Begin
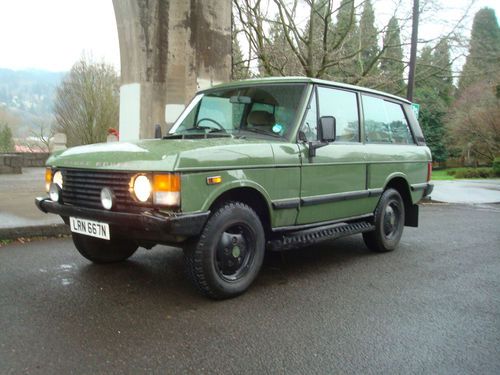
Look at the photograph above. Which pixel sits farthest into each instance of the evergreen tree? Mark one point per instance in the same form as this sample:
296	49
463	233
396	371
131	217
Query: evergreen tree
441	61
346	44
317	42
368	46
6	140
391	64
483	59
433	88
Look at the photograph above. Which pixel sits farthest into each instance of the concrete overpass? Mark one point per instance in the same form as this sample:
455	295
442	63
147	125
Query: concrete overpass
168	50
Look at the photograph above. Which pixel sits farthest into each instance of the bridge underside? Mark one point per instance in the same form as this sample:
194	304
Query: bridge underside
168	49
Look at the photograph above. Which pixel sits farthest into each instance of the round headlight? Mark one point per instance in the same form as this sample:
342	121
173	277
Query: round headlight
57	179
54	192
107	198
142	188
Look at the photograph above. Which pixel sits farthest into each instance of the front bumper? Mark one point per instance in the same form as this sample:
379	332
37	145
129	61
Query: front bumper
148	225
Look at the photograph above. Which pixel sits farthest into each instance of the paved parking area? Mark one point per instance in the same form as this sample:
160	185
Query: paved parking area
432	306
467	191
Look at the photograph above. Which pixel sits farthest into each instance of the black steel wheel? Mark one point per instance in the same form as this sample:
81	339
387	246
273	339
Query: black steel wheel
104	251
389	223
229	253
End
- _What to work on_
Convert every line of the rows above into a JSON list of strings, one string per line, skipping blank lines. Leave the pictures out.

- _Task answer_
[
  "Look at the photograph above. Which pixel sits farthest into each instance of the evergreen tree? Mark one point per instance in the same form as this sample:",
  "296\t49",
  "463\t233",
  "396\t371",
  "131\t217",
  "Query: evergreen tree",
  "441\t61",
  "346\t44",
  "317\t42",
  "368\t46",
  "6\t140",
  "391\t64",
  "483\t59",
  "433\t88",
  "Look at the photograph above. Which pixel sits farthest into each instance of the concrete overpass? Mark one point per instance in the same form as this sample:",
  "455\t295",
  "442\t63",
  "147\t125",
  "Query: concrete overpass",
  "168\t50",
  "Look at the photograph above. Which pixel sits farthest into each instance of the bridge underside? Mark one point per instance in the same form as this sample:",
  "194\t304",
  "Query: bridge underside",
  "168\t49",
  "Look at the photograph above. Which pixel sits farthest into each instance of the round headlight? Mark one point per instance in the same form as this sample:",
  "342\t121",
  "173\t277",
  "Query: round headlight",
  "57\t179",
  "54\t192",
  "107\t198",
  "142\t188",
  "Look at the photograph above. Which pixel sits farthest into each instance of the front bumper? Mark one point per instance in the same form as this sample:",
  "379\t332",
  "37\t145",
  "129\t61",
  "Query: front bumper",
  "148\t225",
  "Look at the photograph above. Which pixel sits farthest into each instance of the paved parking area? Mark one point per instance in the same form as this sample:",
  "160\t185",
  "Query: paved parking area",
  "432\t306",
  "467\t191",
  "Look at the photograph above. Which pixel sits farthest into each instance of the black steel wheel? Mark one point per instance in the same form as this sample:",
  "81\t339",
  "387\t246",
  "273\t339",
  "Query: black steel wheel",
  "104\t251",
  "389\t223",
  "229\t253"
]